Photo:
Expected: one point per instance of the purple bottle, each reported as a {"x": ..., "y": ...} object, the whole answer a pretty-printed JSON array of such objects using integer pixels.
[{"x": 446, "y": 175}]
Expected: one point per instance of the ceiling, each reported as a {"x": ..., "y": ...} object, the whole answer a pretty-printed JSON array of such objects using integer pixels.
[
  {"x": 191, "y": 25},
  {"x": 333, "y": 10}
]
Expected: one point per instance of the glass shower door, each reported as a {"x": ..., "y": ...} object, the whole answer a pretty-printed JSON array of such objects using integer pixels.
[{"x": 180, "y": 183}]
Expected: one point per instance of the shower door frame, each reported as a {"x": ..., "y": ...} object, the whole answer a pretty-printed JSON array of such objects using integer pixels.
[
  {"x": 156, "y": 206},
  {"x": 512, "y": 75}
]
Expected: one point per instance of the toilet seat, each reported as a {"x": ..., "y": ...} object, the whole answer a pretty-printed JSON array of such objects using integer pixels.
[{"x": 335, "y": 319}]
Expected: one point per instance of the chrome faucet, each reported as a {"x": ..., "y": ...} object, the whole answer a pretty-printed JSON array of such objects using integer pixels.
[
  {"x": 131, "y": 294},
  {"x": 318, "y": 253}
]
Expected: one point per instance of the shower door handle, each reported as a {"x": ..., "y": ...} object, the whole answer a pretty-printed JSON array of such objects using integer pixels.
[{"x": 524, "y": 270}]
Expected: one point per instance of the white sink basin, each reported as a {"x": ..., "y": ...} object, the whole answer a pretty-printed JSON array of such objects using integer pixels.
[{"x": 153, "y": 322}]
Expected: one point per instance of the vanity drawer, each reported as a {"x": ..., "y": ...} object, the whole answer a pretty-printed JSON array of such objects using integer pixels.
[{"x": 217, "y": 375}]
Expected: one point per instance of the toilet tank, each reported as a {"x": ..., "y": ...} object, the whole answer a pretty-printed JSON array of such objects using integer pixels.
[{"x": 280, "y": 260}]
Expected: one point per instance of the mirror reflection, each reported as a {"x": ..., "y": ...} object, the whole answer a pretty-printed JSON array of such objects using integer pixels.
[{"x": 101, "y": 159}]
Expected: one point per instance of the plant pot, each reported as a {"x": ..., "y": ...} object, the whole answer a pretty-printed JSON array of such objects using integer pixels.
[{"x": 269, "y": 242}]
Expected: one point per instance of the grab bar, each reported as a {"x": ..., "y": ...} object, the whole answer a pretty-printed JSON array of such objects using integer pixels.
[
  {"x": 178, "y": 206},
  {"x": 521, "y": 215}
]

**PROBLEM DESCRIPTION**
Return the entries in full, keeping every line exactly as it is.

**ANSWER SPACE**
Photo:
Expected: one point per instance of the purple bottle, each reported as a {"x": ..., "y": ...} object, the whole answer a pretty-printed JSON array of such objects using integer pixels.
[{"x": 446, "y": 175}]
Expected: one point per instance of the ceiling, each reported as a {"x": ..., "y": ...} object, the whole answer a pretty-printed JSON array of such objects using integer pixels.
[
  {"x": 191, "y": 25},
  {"x": 333, "y": 10}
]
Expected: one point per instance of the glass shower door, each reported as a {"x": ..., "y": ...} object, the whole answer a pretty-printed JSON array of such objects using integer pixels.
[{"x": 180, "y": 183}]
Expected: one point per instance of the shower door frame, each reported as a {"x": ..., "y": ...} object, the whole answer a pretty-printed JSON array of such objects using integer pixels.
[
  {"x": 156, "y": 206},
  {"x": 512, "y": 75}
]
Expected: one point per instance of the toilet seat, each reported as a {"x": ..., "y": ...} object, the whole answer a pretty-printed JSON array of such objects using integer pixels.
[{"x": 335, "y": 319}]
Expected: one point per instance of the chrome faucet, each reported as a {"x": ..., "y": ...} object, the whole answer a pretty-printed JSON array of such objects using integer pixels.
[
  {"x": 131, "y": 294},
  {"x": 318, "y": 253}
]
Expected: one point per instance of the shower door handle, each reported as a {"x": ..., "y": ...} object, the whole answer a pretty-printed JSON array of such objects using integer pixels.
[{"x": 524, "y": 270}]
Expected: one point per instance of the white sink basin, each reported as a {"x": ..., "y": ...} object, the whole answer a pretty-printed JSON array of such objects using integer pixels.
[{"x": 153, "y": 322}]
Expected: one point per instance of the vanity drawer, each reported as a {"x": ..., "y": ...} object, the whole answer a pretty-printed JSON array of such objects using integer pixels.
[{"x": 217, "y": 375}]
Expected: one point per instance of the toilet tank, each reported as a {"x": ..., "y": ...} object, the whole answer a pretty-printed JSON array of such objects using integer pixels.
[{"x": 280, "y": 260}]
Expected: one point per instance of the mirror reflection, each reported as a {"x": ..., "y": ...} object, the whole answer a pretty-printed JSON array of such objects using integer pixels.
[{"x": 101, "y": 159}]
Expected: one point per instance of the plant pot, each reported as a {"x": ..., "y": ...} object, the whole answer a pretty-printed JSON array of such objects using integer pixels.
[{"x": 269, "y": 242}]
Expected: one point per instance of the grab bar, each reported as a {"x": ..., "y": ...} object, the whole answer a pretty-printed JSON array of such objects using integer pixels.
[
  {"x": 178, "y": 206},
  {"x": 521, "y": 215}
]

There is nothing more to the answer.